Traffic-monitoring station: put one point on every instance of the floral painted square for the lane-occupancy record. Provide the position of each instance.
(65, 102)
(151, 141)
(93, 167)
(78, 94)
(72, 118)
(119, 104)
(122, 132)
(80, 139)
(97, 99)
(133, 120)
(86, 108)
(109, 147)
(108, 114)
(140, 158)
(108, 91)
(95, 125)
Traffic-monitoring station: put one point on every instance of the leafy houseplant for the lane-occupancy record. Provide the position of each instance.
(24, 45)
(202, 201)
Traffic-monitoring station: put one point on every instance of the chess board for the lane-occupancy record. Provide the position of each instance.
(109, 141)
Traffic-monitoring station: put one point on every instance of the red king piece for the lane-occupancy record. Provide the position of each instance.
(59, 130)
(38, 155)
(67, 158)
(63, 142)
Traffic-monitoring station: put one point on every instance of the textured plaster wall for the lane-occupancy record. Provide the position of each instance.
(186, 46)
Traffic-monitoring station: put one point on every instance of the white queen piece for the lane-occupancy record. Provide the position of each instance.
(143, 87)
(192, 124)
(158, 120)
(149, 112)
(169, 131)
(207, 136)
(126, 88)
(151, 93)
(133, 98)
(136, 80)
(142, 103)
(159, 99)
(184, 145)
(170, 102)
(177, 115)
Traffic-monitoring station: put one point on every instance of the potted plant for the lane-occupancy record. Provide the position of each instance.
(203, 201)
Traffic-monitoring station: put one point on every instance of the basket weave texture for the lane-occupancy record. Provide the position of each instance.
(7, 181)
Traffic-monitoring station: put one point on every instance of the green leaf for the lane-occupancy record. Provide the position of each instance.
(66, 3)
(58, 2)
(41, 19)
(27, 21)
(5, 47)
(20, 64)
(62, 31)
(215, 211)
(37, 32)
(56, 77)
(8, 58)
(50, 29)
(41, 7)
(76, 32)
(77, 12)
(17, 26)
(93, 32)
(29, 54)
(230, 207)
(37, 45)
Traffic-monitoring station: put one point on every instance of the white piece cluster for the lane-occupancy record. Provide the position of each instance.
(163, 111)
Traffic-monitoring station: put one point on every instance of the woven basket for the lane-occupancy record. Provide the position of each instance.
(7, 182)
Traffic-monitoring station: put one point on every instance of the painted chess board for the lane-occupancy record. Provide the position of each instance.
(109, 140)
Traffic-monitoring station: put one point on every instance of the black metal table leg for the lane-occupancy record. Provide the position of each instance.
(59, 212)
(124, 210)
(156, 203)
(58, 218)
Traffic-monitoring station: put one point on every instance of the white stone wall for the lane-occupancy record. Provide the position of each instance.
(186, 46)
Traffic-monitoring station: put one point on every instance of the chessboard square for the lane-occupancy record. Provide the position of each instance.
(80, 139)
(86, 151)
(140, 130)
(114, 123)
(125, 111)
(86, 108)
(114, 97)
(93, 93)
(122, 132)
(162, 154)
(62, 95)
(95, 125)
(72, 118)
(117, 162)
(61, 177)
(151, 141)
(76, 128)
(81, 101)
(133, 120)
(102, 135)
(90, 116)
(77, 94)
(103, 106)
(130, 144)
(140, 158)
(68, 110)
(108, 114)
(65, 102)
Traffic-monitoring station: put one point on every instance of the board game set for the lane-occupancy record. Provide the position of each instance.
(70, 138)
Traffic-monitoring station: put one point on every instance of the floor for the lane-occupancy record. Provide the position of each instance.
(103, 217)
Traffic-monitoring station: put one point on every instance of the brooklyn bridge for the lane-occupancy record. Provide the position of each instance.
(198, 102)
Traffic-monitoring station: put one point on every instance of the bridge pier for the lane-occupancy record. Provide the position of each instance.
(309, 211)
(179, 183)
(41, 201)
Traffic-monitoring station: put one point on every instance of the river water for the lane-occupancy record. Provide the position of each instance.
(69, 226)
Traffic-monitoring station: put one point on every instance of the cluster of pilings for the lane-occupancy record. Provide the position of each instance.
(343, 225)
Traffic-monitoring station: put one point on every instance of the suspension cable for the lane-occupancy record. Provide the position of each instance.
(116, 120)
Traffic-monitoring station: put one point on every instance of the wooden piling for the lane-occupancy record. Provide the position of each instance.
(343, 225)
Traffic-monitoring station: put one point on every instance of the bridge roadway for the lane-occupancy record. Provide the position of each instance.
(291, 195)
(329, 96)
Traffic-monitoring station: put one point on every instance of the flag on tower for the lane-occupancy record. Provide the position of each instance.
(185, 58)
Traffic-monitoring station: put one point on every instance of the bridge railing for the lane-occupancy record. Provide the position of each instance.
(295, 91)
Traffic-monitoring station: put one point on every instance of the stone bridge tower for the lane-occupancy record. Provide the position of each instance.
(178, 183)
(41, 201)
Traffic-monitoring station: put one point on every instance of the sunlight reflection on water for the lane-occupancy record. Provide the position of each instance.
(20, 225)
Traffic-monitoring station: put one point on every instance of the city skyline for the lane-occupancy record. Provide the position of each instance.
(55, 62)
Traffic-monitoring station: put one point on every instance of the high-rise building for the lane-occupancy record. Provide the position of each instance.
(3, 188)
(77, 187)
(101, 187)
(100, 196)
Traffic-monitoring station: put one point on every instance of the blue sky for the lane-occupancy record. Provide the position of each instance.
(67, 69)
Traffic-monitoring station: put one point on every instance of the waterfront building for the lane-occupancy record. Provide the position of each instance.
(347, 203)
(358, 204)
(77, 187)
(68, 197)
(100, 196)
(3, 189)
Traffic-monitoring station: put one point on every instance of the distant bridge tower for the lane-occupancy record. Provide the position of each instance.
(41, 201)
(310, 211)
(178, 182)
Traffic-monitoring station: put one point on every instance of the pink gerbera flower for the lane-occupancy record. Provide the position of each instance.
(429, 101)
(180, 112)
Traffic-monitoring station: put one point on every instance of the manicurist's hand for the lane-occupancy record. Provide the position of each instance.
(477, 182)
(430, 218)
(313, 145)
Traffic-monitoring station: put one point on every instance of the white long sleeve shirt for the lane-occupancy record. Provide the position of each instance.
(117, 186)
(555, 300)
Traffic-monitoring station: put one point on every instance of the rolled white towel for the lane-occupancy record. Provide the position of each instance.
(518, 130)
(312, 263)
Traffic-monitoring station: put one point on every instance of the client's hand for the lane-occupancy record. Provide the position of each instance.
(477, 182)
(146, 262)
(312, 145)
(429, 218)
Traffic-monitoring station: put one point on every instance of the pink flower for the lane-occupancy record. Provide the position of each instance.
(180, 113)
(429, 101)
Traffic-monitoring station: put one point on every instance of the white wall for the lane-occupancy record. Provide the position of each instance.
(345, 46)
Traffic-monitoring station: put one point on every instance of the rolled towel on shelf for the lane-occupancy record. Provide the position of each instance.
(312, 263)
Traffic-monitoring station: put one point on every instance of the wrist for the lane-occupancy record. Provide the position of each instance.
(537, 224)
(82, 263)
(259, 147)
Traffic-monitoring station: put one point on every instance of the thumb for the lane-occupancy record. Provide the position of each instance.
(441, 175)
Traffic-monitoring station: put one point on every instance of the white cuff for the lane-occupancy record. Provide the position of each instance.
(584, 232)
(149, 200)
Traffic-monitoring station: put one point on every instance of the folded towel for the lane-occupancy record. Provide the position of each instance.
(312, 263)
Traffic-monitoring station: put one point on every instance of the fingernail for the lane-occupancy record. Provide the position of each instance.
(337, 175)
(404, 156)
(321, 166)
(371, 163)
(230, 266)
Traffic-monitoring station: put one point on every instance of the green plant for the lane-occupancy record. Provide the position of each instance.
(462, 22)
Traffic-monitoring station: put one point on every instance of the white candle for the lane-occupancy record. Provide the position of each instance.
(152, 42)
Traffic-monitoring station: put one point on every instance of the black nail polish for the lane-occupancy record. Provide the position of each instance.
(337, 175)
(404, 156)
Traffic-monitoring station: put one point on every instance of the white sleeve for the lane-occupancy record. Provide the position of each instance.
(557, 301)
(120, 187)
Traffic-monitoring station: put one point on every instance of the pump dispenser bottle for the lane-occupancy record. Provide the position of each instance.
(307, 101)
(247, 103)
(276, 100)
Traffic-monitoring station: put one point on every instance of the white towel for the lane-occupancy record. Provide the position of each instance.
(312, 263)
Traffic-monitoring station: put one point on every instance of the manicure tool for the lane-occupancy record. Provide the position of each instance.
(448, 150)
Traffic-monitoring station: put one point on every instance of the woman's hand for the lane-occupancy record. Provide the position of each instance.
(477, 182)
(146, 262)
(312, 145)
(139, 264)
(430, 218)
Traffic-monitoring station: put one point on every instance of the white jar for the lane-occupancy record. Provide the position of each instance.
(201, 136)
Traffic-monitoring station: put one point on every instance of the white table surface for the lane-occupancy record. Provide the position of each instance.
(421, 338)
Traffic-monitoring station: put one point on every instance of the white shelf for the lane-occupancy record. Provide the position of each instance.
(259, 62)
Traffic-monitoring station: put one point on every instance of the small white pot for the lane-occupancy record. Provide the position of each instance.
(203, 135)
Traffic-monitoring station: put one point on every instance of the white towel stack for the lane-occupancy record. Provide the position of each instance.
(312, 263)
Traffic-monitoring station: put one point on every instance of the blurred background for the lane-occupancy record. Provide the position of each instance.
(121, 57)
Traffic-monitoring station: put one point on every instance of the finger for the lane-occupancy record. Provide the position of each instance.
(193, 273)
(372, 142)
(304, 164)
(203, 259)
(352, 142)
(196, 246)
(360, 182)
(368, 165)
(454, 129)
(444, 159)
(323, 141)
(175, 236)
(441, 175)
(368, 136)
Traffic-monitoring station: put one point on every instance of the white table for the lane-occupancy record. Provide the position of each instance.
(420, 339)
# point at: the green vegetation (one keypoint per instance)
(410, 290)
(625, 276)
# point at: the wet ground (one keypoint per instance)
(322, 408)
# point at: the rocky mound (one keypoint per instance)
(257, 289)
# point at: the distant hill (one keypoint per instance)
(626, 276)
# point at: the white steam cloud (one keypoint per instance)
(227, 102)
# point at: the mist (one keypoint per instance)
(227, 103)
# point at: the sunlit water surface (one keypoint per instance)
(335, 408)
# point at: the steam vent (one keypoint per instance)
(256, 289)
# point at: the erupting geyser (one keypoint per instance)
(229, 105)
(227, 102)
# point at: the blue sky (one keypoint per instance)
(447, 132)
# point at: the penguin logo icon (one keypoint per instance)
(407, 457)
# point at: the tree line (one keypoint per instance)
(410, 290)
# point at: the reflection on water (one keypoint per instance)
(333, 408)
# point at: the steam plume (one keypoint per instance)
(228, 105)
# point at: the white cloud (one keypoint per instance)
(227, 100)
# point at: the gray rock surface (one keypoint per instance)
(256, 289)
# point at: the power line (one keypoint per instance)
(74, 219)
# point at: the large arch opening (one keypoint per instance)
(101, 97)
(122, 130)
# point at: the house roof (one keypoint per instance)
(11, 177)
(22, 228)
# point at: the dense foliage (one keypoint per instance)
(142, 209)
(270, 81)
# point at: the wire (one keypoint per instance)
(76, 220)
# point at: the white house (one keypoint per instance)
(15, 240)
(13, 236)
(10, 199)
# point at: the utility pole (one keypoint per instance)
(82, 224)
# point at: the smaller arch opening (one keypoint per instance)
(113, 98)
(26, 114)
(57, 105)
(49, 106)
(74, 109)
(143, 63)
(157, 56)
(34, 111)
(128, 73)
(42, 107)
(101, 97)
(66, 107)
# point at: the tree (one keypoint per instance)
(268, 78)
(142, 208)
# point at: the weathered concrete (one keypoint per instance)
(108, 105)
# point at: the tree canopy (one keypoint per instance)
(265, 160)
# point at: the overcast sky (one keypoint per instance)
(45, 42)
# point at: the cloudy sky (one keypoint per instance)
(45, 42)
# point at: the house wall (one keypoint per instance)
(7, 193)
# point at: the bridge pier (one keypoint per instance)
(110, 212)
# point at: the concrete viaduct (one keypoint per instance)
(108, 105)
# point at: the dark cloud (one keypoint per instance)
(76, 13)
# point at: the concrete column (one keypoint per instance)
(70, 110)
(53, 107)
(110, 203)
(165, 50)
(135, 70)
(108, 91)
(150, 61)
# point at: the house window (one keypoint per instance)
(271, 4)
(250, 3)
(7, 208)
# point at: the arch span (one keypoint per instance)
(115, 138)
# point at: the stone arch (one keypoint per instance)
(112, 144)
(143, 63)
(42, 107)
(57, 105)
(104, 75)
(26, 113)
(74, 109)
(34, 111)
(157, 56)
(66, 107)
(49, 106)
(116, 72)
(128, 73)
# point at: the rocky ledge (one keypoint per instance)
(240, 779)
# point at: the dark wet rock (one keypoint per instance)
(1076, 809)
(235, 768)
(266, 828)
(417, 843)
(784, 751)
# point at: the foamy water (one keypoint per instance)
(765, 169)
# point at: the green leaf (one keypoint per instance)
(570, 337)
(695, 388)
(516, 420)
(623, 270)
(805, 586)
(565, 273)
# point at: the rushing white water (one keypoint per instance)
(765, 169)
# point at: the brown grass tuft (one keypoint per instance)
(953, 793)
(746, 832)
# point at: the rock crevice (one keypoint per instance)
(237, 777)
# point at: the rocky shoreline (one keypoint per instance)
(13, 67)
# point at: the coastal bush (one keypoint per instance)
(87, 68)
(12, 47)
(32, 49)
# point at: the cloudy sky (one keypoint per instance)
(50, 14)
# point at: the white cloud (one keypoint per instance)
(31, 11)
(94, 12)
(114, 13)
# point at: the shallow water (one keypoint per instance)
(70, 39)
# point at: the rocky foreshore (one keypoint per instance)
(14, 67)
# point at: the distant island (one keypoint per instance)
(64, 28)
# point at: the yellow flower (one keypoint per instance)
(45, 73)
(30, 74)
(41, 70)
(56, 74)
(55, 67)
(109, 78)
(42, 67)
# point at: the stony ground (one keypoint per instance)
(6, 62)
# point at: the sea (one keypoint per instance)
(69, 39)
★ ★ ★ ★ ★ ★ ★
Your objective: In the records above, return precisely the line containing "# point at: the rocky foreshore" and each line that comes after it, up to the final one.

Output for this task:
# point at: the rocky foreshore (one keypoint per instance)
(14, 67)
# point at: the distant island (one keypoint per instance)
(64, 28)
# point at: the yellow flower (one keypoint per instance)
(45, 73)
(30, 74)
(41, 70)
(56, 74)
(55, 67)
(109, 78)
(42, 67)
# point at: the stony ground (one keypoint per instance)
(6, 62)
# point at: the sea (one keypoint per instance)
(69, 39)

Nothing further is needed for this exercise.